-- AVAILABLE DATA follows --

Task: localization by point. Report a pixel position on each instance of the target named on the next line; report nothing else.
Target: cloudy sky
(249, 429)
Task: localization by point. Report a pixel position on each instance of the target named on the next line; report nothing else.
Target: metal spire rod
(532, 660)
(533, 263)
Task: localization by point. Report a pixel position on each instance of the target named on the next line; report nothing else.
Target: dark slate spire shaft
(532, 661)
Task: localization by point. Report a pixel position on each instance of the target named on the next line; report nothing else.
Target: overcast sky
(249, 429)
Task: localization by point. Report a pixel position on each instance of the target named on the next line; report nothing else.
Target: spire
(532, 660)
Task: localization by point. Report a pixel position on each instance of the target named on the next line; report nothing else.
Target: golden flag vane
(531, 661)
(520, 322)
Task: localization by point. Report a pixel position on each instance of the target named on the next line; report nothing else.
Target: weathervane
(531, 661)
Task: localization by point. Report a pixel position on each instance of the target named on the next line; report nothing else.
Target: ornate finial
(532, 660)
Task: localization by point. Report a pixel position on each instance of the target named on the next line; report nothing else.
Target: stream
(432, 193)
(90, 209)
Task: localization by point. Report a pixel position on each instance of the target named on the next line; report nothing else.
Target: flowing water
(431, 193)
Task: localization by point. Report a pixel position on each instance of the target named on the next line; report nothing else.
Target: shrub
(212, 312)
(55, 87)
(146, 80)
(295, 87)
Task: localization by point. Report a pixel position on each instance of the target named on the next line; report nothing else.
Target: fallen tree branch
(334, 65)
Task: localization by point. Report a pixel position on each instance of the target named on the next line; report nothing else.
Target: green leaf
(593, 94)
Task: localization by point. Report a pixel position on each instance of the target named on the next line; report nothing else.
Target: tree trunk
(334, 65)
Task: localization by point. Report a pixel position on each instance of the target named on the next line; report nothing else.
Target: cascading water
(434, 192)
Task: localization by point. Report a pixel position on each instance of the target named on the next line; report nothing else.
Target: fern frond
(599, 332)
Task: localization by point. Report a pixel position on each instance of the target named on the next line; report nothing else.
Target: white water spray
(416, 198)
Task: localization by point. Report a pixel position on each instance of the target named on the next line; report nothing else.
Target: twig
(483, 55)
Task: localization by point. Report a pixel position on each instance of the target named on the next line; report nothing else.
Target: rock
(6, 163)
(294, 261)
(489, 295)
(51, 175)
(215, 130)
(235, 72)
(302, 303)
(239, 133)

-- AVAILABLE DATA concluded --

EXERCISE:
Copy each line of the records verbatim.

EXERCISE RESPONSE:
Task: localization by point. Report a pixel position on each instance of the target named on the next line; report nothing else.
Target: cloudy sky
(249, 429)
Task: localization by point. Report a pixel position on each instance of the target named on the next line; report nothing else.
Target: metal spire rod
(532, 660)
(533, 263)
Task: localization by point. Report a pixel position on each instance of the target named on the next line; report nothing else.
Target: dark slate spire shaft
(532, 661)
Task: localization by point. Report a pixel position on each instance of the target named on the next line; report nothing else.
Target: overcast sky
(249, 429)
Task: localization by point. Report a pixel position on each instance of the target named on the next line; report nothing else.
Target: spire
(532, 660)
Task: localization by point. Report a pixel position on each instance of the target named on the next line; report nothing else.
Target: golden flag vane
(531, 661)
(520, 322)
Task: localization by point. Report a pixel position on each instance of the target named on the next line; report nothing else.
Target: weathervane
(531, 661)
Task: localization by point. Report a pixel position on each instance of the target named on the next line; report nothing else.
Target: ornate finial
(532, 660)
Task: localization by point. Report a pixel position on each instance of the target named on the next line; report nothing else.
Target: stream
(432, 193)
(90, 209)
Task: localization by point. Report a pixel position on each instance of the target named on the next line; report nothing else.
Target: flowing water
(431, 193)
Task: localization by point. Report a pixel position on each instance of the target named on the next line; report nothing else.
Target: shrub
(212, 312)
(55, 87)
(146, 80)
(295, 87)
Task: localization by point. Report a pixel position on each instance of the target named on the next line; report nothing else.
Target: fallen tree branch
(334, 65)
Task: localization by point. Report a pixel position on each instance of the target named on the next line; report nothing else.
Target: green leaf
(593, 94)
Task: localization by point. Report a pixel position on each instance of the target named on the next line; report nothing else.
Target: tree trunk
(334, 65)
Task: localization by point. Report a pixel position on each instance of the target named on the next line; report nothing else.
Target: cascading water
(434, 192)
Task: localization by point. Report a pixel position on each instance of the target named on the next line; report nothing else.
Target: fern frond
(599, 332)
Task: localization by point. Report a pixel position on each instance of the target named on the next line; report nothing else.
Target: white water spray
(416, 198)
Task: localization by point. Report a pixel position on each instance of the target named on the next line; report nothing else.
Target: twig
(483, 55)
Task: localization by point. Report a pixel position on each instance of the target named on the next line; report nothing else.
Target: rock
(6, 163)
(294, 261)
(489, 295)
(51, 175)
(215, 130)
(235, 72)
(302, 303)
(239, 133)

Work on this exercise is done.